Problem => For the string "query", work out how many lines of the data contain it and give that number with nothing added.

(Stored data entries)
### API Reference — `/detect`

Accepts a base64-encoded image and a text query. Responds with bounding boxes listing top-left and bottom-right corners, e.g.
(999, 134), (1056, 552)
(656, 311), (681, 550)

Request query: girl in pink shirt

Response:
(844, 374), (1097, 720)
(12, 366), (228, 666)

Your response => 2